*ЗАДАНИЕ 1*.
Изложите короче абзац избранного фрагмента, начинающийся словами «Институту было предложено», сохранив его основные факты.

*ИЗБРАННЫЙ ФРАГМЕНТ*.
--
Институту было предложено повторно рассмотреть все работы по новейшей истории, в том числе и те, которые уже находились в производстве. К ним относилась и моя собственная, которая к тому времени была уже набрана. Новое руководство мобилизовало все возможные силы для разгрома рукописи. Обсуждение 8 июля 1952 г. длилось много часов. В чем только меня не обвиняли! И все же разгром на научной основе не удался. Я принял те замечания, которые считал справедливыми, и пункт за пунктом (мое выступление продолжалось полтора часа) опроверг те аргументы, которые были основаны на передержках, домыслах, прямой фальсификации текста. Лишь трое выступавших (М. Н. Машкин, И. М. Майский и Л. В. Поздеева) дали объективную оценку работе. Мои собственные аргументы, по-видимому, произвели некоторое впечатление. А. Н. Филиппов, резюмируя итоги обсуждения, предложил дать мне до конца года время для доработки. Рекомендация к печати 1951 года (не лишено интереса, что тогда А. Н. Филиппов выступал в качестве рецензента на Ученом совете Института с положительным письменным и устным отзывом), не была отменена. Но аоновцы решили реваншировать себя обычным административным методом. На заседании партгруппы они заклеймили положительные отзывы как «беспринципные». В стенгазете института (ее редактором был тогда Б. Н. Крылов) появилась соответствующая статья. Еще спустя три месяца на заседании сектора, посвященного совсем другому вопросу, было принято решение, фактически ревизовавшее оценку работе, данную во время обсуждения.

На этом этапе дело окончилось тем, что набор рукописи был рассыпан. И это было в конечном счете большим счастьем для меня, ибо, не случилось этого, я вынужден был бы ввести в текст такие поправки, которые потом вызывали бы у меня чувство стыда. Но в то время удар был для меня тяжелым. Положение мое в секторе осложнилось.
--
*ЗАПИСИ*.

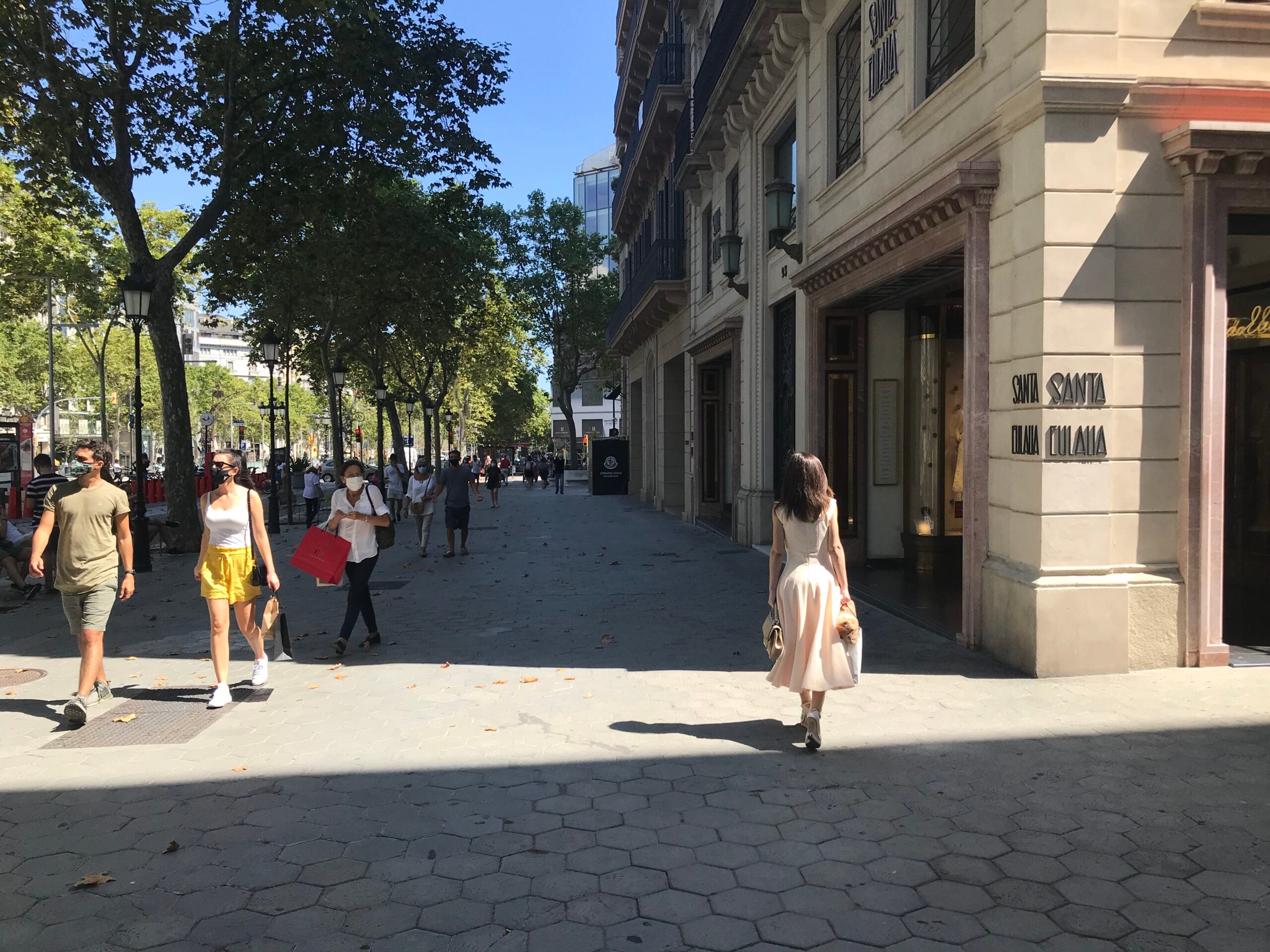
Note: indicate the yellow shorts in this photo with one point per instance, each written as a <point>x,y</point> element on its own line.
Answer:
<point>225,575</point>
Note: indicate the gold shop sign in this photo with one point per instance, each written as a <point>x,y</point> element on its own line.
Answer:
<point>1258,325</point>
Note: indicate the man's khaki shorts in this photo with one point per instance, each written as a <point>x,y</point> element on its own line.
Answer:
<point>91,610</point>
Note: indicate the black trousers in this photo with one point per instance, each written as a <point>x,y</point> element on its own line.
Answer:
<point>360,595</point>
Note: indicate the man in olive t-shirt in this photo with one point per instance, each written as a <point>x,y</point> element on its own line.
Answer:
<point>92,518</point>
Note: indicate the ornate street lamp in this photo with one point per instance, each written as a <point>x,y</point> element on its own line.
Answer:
<point>338,375</point>
<point>409,427</point>
<point>780,218</point>
<point>270,346</point>
<point>731,246</point>
<point>136,306</point>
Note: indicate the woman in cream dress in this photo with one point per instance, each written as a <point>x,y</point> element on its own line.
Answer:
<point>808,593</point>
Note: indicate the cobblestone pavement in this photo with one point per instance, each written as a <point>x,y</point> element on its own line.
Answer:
<point>566,743</point>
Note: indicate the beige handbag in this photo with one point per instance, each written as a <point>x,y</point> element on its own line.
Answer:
<point>774,639</point>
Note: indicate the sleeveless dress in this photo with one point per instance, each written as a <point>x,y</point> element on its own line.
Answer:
<point>816,658</point>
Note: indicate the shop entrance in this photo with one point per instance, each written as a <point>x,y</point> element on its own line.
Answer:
<point>714,504</point>
<point>1246,558</point>
<point>905,377</point>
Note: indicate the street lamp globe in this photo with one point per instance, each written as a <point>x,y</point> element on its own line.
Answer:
<point>136,298</point>
<point>270,345</point>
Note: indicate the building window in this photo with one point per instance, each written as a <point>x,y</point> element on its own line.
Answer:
<point>734,202</point>
<point>785,169</point>
<point>949,40</point>
<point>849,64</point>
<point>705,249</point>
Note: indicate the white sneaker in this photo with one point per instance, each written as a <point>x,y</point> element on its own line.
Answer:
<point>813,729</point>
<point>221,696</point>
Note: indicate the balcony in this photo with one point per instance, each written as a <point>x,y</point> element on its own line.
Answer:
<point>643,164</point>
<point>656,291</point>
<point>638,48</point>
<point>742,35</point>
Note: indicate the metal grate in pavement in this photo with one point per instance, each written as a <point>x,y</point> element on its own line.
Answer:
<point>164,716</point>
<point>13,677</point>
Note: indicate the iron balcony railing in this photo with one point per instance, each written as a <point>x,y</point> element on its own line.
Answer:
<point>723,40</point>
<point>667,71</point>
<point>663,261</point>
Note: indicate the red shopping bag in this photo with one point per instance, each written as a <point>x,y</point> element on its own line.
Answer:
<point>321,555</point>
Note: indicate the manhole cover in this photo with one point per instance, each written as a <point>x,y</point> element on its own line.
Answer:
<point>163,716</point>
<point>13,677</point>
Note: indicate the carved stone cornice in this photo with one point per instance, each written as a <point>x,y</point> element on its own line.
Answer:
<point>657,309</point>
<point>723,333</point>
<point>967,186</point>
<point>1218,148</point>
--
*ЗАДАНИЕ 2*.
Преобразуйте строки записей в таблицу Markdown со столбцами «№» и «Строка записи». Начните с первой строки записей и закончите строкой, содержащей «<point>808,593</point>», включительно. Пустые строки и изображения в таблицу не включайте.

*РЕЗУЛЬТАТ 1*.
Институт получил указание пересмотреть все работы по новейшей истории, включая уже набранную рукопись автора. Новое руководство стремилось разгромить рукопись. Обсуждение 8 июля 1952 г. длилось много часов, но научного разгрома не получилось. Автор принял справедливые замечания и в полуторачасовом выступлении опроверг доводы, основанные на передержках, домыслах и фальсификации текста. Объективную оценку работе дали только М. Н. Машкин, И. М. Майский и Л. В. Поздеева. А. Н. Филиппов предложил дать автору время на доработку до конца года. Рекомендацию к печати 1951 года, по которой Филиппов тогда выступал положительным рецензентом, не отменили. Однако аоновцы прибегли к административным мерам. На партгруппе положительные отзывы заклеймили как «беспринципные», в стенгазете института (редактор Б. Н. Крылов) вышла соответствующая статья. Через три месяца на заседании сектора по другому вопросу приняли решение, фактически ревизовавшее оценку работы.

*РЕЗУЛЬТАТ 2*.
| № | Строка записи |
|---|---|
| 1 | Note: indicate the yellow shorts in this photo with one point per instance, each written as a <point>x,y</point> element on its own line. |
| 2 | Answer: |
| 3 | <point>225,575</point> |
| 4 | Note: indicate the gold shop sign in this photo with one point per instance, each written as a <point>x,y</point> element on its own line. |
| 5 | Answer: |
| 6 | <point>1258,325</point> |
| 7 | Note: indicate the man's khaki shorts in this photo with one point per instance, each written as a <point>x,y</point> element on its own line. |
| 8 | Answer: |
| 9 | <point>91,610</point> |
| 10 | Note: indicate the black trousers in this photo with one point per instance, each written as a <point>x,y</point> element on its own line. |
| 11 | Answer: |
| 12 | <point>360,595</point> |
| 13 | Note: indicate the man in olive t-shirt in this photo with one point per instance, each written as a <point>x,y</point> element on its own line. |
| 14 | Answer: |
| 15 | <point>92,518</point> |
| 16 | Note: indicate the ornate street lamp in this photo with one point per instance, each written as a <point>x,y</point> element on its own line. |
| 17 | Answer: |
| 18 | <point>338,375</point> |
| 19 | <point>409,427</point> |
| 20 | <point>780,218</point> |
| 21 | <point>270,346</point> |
| 22 | <point>731,246</point> |
| 23 | <point>136,306</point> |
| 24 | Note: indicate the woman in cream dress in this photo with one point per instance, each written as a <point>x,y</point> element on its own line. |
| 25 | Answer: |
| 26 | <point>808,593</point> |